Each line of the data below from the one holding "Target: sky" to the one holding "[locate] the small", inclusive, is to be reproduced exactly; no other line belongs in the answer.

STUDY MATERIAL:

╭──

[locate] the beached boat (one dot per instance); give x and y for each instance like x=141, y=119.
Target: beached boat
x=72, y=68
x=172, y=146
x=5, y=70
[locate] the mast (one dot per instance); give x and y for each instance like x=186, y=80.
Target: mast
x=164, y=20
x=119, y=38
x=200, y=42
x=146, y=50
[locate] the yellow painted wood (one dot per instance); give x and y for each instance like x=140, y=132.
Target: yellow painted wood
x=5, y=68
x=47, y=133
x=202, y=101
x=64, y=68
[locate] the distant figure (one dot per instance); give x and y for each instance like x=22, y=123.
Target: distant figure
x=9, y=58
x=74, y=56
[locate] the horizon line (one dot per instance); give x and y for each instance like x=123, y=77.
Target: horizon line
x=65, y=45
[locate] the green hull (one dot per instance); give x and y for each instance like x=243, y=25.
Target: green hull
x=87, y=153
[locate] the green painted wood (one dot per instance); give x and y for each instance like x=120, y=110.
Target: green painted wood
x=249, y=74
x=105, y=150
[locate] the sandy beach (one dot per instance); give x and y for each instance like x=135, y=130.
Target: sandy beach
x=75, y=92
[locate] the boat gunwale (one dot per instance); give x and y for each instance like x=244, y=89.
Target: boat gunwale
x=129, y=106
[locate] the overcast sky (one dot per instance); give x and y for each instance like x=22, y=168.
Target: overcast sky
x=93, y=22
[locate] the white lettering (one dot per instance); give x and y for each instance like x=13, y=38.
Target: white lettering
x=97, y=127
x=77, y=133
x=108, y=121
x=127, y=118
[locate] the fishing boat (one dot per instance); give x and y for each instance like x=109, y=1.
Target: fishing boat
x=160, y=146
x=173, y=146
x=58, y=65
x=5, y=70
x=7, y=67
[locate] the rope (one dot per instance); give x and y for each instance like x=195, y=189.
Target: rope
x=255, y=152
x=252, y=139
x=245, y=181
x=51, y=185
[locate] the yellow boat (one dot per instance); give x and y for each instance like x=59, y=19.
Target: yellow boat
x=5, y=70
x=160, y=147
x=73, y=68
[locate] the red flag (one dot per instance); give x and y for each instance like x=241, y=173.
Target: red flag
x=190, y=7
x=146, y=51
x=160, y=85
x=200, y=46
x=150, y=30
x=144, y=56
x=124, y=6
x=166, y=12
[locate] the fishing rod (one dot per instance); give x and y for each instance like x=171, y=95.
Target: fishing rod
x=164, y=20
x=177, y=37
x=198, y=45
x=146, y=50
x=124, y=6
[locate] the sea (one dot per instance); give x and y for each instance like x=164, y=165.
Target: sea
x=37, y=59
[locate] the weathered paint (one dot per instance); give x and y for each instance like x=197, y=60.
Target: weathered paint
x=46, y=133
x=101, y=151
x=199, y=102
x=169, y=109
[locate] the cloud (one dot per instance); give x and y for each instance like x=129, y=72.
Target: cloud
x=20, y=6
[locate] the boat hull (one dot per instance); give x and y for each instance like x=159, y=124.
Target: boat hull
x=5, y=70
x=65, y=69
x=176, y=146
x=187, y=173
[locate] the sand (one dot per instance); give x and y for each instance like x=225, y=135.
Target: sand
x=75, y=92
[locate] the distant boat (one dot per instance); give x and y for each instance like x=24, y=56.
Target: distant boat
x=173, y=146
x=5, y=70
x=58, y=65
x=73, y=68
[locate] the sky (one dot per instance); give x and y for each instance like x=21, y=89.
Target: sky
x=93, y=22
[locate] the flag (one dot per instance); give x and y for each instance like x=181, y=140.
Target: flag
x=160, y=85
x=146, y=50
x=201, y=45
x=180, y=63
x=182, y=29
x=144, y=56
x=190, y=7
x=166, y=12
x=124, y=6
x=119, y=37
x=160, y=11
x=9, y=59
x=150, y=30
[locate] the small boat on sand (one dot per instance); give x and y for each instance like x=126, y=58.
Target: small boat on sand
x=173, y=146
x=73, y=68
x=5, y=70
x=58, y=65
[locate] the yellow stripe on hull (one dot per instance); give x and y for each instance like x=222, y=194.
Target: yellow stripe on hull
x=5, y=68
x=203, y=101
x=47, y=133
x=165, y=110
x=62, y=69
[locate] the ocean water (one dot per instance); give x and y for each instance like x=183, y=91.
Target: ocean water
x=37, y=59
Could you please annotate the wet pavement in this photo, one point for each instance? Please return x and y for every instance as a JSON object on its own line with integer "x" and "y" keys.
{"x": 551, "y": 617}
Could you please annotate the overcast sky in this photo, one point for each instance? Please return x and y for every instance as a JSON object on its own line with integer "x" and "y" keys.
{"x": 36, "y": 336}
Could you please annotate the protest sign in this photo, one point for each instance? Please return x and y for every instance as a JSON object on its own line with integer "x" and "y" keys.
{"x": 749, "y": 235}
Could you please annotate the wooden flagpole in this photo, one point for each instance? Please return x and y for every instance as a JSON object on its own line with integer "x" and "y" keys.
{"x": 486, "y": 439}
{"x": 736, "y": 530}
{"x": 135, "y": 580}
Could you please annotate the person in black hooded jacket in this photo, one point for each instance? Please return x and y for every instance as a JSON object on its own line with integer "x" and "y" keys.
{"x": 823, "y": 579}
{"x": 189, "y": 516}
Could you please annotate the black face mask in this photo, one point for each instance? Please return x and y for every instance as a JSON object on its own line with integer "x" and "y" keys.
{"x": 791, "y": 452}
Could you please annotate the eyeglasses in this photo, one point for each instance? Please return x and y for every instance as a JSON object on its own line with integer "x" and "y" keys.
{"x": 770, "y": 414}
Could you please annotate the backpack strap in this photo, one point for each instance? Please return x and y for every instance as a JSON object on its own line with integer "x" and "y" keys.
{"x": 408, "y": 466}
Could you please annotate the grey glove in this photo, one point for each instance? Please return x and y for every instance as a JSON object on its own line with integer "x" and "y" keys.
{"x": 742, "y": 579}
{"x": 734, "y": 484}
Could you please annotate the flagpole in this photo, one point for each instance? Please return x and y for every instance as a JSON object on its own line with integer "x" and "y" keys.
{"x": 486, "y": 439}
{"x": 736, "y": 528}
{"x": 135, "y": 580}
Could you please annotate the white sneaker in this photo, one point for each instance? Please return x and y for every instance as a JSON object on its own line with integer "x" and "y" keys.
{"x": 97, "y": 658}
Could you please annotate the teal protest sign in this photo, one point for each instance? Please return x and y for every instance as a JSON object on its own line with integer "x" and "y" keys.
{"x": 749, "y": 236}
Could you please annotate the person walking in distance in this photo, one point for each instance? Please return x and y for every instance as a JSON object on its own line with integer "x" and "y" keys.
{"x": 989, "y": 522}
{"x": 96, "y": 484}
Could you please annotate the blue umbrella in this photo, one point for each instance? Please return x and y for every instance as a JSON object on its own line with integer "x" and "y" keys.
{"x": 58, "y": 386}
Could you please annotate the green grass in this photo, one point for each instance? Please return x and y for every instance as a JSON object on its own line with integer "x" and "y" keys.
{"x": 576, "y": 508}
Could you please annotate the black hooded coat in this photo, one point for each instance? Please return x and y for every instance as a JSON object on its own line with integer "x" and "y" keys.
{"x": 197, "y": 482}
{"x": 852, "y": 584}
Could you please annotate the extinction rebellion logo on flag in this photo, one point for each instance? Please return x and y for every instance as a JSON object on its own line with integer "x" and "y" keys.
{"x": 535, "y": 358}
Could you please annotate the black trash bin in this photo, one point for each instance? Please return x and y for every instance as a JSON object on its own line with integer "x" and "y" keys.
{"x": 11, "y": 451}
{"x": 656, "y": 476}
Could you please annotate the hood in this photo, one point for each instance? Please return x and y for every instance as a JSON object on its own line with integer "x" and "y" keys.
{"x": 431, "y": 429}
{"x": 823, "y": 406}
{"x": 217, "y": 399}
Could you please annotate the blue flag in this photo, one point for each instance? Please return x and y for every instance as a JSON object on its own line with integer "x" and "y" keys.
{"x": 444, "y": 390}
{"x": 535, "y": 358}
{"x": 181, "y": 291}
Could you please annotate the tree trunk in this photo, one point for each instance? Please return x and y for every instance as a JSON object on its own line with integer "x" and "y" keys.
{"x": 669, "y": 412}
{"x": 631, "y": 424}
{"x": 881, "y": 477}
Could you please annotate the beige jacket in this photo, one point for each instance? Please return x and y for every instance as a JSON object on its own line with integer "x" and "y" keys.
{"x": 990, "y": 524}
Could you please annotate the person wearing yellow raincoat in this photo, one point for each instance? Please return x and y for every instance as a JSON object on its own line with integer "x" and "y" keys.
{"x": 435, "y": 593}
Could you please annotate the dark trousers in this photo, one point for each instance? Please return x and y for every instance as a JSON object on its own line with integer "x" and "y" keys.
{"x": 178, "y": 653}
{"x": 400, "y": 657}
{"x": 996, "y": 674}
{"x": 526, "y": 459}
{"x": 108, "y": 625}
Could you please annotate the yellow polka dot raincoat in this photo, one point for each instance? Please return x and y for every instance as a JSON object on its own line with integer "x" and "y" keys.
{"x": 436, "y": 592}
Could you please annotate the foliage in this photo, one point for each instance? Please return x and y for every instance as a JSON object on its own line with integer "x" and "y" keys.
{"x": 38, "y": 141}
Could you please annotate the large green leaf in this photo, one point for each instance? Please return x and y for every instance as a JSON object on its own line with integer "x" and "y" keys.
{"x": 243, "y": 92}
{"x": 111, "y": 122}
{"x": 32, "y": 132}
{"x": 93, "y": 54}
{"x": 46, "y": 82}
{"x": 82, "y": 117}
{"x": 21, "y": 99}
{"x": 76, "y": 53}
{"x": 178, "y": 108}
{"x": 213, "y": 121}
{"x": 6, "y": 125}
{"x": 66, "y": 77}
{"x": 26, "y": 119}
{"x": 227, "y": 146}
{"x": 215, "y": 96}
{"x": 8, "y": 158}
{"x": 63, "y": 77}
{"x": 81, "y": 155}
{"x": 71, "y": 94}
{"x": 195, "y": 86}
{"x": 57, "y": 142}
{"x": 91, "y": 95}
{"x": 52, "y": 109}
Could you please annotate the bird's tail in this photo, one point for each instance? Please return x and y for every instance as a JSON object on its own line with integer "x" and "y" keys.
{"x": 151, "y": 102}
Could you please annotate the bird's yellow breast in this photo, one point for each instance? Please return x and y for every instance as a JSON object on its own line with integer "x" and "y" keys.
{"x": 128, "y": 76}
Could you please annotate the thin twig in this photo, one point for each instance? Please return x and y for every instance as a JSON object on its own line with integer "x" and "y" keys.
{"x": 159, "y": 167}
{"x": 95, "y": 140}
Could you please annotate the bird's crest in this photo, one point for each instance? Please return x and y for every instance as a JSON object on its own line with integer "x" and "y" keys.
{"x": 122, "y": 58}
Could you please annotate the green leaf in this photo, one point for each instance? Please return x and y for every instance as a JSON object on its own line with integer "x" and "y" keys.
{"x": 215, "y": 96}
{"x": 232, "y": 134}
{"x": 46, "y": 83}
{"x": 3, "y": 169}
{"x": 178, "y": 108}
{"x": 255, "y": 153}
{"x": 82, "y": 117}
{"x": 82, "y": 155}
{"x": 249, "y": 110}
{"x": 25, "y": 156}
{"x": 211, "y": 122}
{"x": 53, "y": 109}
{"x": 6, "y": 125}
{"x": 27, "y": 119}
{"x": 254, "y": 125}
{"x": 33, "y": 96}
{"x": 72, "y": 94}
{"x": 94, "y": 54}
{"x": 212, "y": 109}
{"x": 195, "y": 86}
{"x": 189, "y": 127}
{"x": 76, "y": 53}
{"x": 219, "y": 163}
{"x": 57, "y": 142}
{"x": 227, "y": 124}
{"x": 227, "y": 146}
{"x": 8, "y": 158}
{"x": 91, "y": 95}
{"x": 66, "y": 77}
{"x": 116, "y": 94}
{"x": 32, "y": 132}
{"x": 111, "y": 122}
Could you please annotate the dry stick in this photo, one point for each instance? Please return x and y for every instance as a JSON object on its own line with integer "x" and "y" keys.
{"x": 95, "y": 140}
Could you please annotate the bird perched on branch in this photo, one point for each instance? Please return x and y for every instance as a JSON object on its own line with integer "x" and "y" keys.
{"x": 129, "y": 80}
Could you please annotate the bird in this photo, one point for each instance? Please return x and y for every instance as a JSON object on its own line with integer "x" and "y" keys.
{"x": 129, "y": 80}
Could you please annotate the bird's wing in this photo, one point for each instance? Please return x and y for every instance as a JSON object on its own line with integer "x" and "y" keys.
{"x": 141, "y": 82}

╰──

ANSWER SPACE:
Target: sky
x=93, y=22
[locate] the flag (one dot per instance); give x and y for each instance like x=181, y=140.
Target: flag
x=160, y=85
x=146, y=50
x=201, y=45
x=180, y=63
x=182, y=29
x=144, y=56
x=190, y=7
x=166, y=12
x=124, y=6
x=119, y=37
x=160, y=11
x=9, y=59
x=150, y=30
[locate] the small boat on sand (one dot per instance); give x and y for each instance like x=126, y=58.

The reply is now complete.